***** TEXT PASSAGE *****

# Utizing high GPM for irrigation



## Chungus (Jul 26, 2020)

I have lived in my house for 11 years. The previous owner installed a sprinkler himself with 24 zones and it was ran off the house well which doesn't have anything special in the flow dept. The design of it wasn't really bad but the execution poor. Instead of a centralized area with manifolds he placed each zones valve by the zone with wires running everywhere. To this day I don't think I know where they all are. A lot of his glue joints were bad and I have repaired dozens of leaks, stuff buried show shallow if you drive across lawn on with any kind of equipment you break pipes, etc. I haven't used the system in years.

Earlier this year installed a pool in our backyard and installed a brand new system (off the house well) with its own separate controller for the back yard. with five zones. There is one manifold box with all valves in one spot. We love it.

Anyway on to the issue at hand. I want install a new system for the other areas which are my front lawn, the side of my house, and the sides of my driveway that is about 350' long and 30' wide on each side. All together it is maybe two acres. We have a separate irrigation style well we drilled a few years back to keep a pond full. This well does 70 GPM.

***** RECORD SET *****

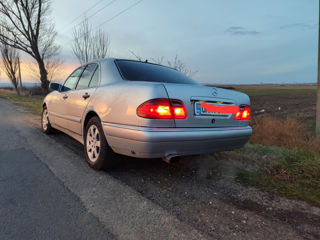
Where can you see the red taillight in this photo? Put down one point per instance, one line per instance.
(162, 108)
(243, 114)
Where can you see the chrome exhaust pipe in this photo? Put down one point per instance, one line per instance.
(171, 158)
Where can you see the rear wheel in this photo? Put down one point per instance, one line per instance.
(97, 151)
(45, 122)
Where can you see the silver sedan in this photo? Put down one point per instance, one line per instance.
(144, 110)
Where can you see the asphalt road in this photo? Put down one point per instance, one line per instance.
(47, 191)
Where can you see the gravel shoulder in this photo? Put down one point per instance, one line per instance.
(195, 198)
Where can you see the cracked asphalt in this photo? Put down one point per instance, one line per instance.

*****

## TASK SET
1. In the irrigation post, how many gallons per minute does the separately drilled irrigation well produce?
2. Please continue the irrigation post from its last sentence.

## ANSWERS TO THE TASKS
1. 70 GPM.

2.
I am in the very early stages of this and know I need to gather a lot more information before developing the actual plan but all I really want to know right now is can a system utilize this much flow? I was thinking four zones total. The front yard, side yard, and each side of the driveway. Make it simple and reduce the number of valves, and heads.

My big well is about 300' from my house. I was thinking of this next week trenching a line and burying a 3" pipe from the well up to by my house for the purposes of connecting the sprinkler system to it once I get around to it. Before I went to that trouble and expense I wanted to be sure that the sprinkler system could use that much water.


----------



## MMoore (Aug 8, 2018)

You have a pump that can do that gpm at 40psi?


----------



## Chungus (Jul 26, 2020)

Yes I do. The well was drilled 21" in diameter and has a huge gravel pack. The pump is an agricultural type pump not a homeowner pump.


----------



## uts (Jul 8, 2019)

Would love to see you run hunter i90 or other large heads. Those look like water cannons and are fantastic to watch!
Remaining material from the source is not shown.